[Saved entries]
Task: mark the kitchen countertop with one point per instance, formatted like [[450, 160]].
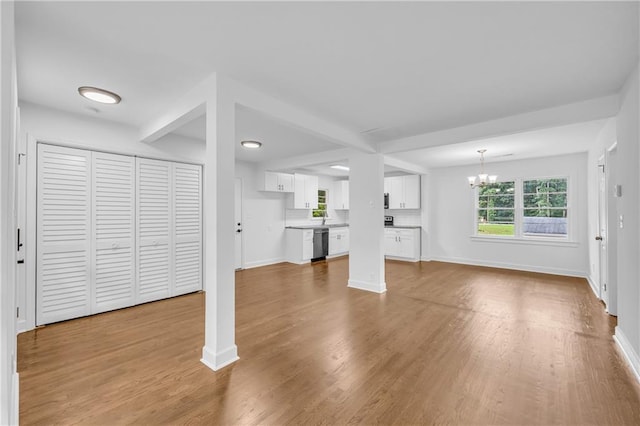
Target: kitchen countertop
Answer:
[[328, 225]]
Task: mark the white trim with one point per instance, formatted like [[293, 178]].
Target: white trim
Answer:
[[367, 286], [526, 241], [266, 262], [503, 265], [627, 350], [595, 288], [221, 359]]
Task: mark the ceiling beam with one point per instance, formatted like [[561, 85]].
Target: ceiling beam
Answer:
[[592, 109], [405, 165], [299, 118]]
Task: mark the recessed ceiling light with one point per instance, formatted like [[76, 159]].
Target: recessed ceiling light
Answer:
[[251, 144], [99, 95]]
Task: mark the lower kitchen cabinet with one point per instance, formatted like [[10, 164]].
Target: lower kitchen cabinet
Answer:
[[402, 243], [299, 245], [338, 241]]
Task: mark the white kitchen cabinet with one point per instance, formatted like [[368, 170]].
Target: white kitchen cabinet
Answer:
[[278, 182], [340, 191], [402, 243], [305, 193], [338, 241], [404, 191], [298, 245]]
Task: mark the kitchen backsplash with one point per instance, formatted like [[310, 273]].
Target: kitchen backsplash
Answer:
[[295, 217], [405, 217]]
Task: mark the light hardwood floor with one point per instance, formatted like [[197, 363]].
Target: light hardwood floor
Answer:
[[446, 344]]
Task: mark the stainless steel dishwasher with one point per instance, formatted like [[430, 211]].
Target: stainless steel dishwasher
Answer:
[[320, 244]]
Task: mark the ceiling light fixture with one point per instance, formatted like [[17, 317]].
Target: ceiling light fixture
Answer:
[[339, 167], [99, 95], [251, 144], [482, 179]]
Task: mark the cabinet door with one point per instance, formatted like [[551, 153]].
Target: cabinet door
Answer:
[[63, 223], [187, 241], [285, 180], [390, 242], [307, 244], [271, 181], [113, 189], [154, 224], [405, 244], [411, 192]]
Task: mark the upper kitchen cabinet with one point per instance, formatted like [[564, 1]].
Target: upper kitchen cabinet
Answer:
[[340, 193], [404, 191], [278, 182], [305, 191]]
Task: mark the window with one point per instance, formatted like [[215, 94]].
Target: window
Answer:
[[545, 207], [523, 208], [496, 208], [322, 204]]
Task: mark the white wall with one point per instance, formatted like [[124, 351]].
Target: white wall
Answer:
[[9, 391], [451, 218], [628, 134]]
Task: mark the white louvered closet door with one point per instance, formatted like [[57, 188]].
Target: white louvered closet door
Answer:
[[154, 225], [187, 207], [63, 222], [113, 189]]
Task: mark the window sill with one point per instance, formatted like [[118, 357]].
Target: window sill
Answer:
[[525, 241]]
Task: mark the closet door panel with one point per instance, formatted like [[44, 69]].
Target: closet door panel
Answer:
[[113, 280], [188, 228], [154, 225], [63, 222]]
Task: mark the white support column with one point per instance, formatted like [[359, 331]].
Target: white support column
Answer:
[[366, 222], [219, 348]]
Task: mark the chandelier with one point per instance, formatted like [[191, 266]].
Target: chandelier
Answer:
[[483, 178]]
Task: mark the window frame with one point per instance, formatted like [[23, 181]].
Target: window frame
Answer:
[[519, 236], [326, 204]]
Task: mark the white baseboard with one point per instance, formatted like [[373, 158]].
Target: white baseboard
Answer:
[[503, 265], [221, 359], [627, 350], [594, 287], [258, 263], [367, 286]]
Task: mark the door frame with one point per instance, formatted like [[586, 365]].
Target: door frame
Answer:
[[239, 192], [611, 203]]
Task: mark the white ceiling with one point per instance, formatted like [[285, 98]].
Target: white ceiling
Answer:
[[279, 140], [537, 143], [388, 69]]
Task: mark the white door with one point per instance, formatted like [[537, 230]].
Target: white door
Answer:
[[153, 229], [187, 238], [238, 223], [612, 226], [113, 224], [63, 229]]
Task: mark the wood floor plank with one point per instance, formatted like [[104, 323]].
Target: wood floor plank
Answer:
[[447, 344]]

ABOUT THIS TASK: The lines sought are those in the data above that include the string "panel"; copy each one.

RESULT OF THE TASK:
Task: mark the closet door panel with one point per instance, formatted like [[44, 69]].
Target: closet door panel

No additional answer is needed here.